**Work request**
Only the lines from the first line of the records through the line containing "789L245 778L226 766L212" belong in the answer. Copy them exactly.

[Stored data]
···
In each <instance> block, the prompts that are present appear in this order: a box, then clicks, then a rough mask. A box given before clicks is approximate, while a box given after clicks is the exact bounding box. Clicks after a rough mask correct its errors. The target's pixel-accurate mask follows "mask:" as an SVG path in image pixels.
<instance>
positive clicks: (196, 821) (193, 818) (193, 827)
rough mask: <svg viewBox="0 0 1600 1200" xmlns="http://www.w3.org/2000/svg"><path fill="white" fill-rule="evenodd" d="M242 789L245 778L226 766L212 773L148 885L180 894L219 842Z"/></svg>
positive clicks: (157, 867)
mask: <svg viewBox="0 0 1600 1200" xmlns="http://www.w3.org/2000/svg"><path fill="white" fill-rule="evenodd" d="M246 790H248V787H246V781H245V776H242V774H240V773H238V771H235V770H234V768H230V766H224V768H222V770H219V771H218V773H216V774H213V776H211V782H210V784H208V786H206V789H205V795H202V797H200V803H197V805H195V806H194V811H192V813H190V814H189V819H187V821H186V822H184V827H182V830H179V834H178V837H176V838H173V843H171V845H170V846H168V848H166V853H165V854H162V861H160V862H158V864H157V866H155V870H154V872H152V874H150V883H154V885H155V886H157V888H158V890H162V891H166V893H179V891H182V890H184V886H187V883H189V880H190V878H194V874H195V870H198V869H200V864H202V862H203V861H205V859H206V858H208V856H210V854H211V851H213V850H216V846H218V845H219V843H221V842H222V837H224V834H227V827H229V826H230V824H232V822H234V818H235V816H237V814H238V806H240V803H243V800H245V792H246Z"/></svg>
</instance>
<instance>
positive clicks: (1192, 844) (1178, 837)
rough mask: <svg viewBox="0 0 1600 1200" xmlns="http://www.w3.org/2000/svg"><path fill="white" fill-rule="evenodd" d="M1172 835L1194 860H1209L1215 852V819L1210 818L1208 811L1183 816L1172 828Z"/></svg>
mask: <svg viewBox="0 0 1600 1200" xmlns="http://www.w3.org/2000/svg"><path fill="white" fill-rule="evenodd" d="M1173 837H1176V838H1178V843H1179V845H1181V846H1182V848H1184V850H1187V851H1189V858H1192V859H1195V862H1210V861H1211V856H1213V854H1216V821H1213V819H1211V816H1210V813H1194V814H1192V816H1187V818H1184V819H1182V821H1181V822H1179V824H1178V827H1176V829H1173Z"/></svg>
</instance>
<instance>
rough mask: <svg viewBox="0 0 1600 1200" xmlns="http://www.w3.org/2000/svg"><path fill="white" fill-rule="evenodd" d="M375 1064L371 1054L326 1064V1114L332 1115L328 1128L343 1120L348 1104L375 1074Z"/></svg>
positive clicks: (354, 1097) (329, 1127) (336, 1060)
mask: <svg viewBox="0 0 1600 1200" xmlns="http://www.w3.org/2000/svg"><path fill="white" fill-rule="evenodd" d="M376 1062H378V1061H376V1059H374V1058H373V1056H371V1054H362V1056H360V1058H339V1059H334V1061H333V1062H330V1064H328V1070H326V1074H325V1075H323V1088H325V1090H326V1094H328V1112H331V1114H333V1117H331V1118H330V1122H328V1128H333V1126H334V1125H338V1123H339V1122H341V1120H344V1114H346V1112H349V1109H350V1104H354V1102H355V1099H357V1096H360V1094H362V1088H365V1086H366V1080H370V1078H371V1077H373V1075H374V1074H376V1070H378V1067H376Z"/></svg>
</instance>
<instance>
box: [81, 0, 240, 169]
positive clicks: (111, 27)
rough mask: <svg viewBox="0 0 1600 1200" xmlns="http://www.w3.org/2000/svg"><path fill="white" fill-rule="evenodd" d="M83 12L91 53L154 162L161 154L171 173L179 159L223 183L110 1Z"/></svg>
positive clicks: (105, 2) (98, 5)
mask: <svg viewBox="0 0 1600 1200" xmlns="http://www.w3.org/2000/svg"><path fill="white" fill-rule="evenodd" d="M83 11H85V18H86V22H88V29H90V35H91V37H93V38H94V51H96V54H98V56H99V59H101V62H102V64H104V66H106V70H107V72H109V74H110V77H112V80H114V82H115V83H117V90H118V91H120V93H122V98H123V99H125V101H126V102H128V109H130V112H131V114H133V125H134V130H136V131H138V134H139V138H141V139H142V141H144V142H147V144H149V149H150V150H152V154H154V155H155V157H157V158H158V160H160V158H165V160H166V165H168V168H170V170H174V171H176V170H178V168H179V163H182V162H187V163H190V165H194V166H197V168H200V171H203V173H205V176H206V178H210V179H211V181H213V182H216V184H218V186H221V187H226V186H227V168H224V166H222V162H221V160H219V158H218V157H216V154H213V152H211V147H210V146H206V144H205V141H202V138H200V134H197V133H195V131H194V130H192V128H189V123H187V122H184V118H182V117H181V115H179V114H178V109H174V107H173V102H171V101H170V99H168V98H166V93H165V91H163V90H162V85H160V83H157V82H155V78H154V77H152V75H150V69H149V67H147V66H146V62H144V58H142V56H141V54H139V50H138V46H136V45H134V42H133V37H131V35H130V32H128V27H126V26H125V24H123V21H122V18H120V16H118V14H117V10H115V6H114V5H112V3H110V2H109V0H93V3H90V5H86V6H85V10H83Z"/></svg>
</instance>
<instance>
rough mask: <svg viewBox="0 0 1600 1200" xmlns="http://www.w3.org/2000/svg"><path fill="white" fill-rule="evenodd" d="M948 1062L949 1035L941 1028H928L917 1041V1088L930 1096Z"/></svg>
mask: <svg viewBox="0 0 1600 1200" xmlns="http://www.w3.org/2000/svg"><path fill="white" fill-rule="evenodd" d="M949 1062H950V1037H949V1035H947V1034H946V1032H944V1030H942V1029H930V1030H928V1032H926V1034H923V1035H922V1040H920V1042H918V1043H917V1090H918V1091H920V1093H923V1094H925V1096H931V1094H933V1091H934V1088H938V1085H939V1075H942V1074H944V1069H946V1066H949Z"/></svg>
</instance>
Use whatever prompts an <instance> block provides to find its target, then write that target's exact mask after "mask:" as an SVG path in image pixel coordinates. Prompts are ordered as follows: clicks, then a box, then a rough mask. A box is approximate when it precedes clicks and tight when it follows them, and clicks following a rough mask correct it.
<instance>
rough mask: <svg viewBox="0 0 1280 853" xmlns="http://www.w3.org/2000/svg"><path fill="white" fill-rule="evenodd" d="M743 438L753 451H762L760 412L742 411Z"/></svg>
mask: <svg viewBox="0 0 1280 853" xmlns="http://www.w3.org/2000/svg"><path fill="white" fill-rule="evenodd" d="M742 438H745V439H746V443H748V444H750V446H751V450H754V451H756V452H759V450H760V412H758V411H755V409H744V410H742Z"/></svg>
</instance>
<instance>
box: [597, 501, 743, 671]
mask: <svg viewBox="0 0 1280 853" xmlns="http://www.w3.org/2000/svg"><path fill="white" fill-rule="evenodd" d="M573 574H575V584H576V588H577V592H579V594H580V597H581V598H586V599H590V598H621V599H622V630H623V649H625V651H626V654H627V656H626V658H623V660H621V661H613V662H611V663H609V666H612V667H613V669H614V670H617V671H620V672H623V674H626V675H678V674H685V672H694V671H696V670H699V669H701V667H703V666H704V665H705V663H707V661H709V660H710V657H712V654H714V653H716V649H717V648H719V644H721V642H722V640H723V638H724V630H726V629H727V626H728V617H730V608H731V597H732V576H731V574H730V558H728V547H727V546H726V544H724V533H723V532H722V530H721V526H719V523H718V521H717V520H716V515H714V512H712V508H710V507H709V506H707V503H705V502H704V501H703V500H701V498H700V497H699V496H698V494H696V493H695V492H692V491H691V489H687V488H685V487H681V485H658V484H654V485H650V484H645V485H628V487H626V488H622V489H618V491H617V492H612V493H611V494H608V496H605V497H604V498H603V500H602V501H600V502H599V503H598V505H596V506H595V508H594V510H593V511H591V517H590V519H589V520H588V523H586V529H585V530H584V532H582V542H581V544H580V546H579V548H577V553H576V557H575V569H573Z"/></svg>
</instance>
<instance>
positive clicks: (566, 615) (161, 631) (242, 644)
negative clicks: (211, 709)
···
**Exercise solution**
In each <instance> block, the prompts that are present appear in this order: a box, then clicks, then a rough mask. A box given before clicks is approximate, while a box given after clicks is the exact bounding box. Clicks after a rough mask correct its errors. The target's pixel-accurate mask follows "mask:" as an SVG path in image pixels.
<instance>
positive clicks: (196, 821) (193, 818) (193, 827)
rough mask: <svg viewBox="0 0 1600 1200" xmlns="http://www.w3.org/2000/svg"><path fill="white" fill-rule="evenodd" d="M242 789L245 778L226 766L212 773L148 885L180 894L219 842Z"/></svg>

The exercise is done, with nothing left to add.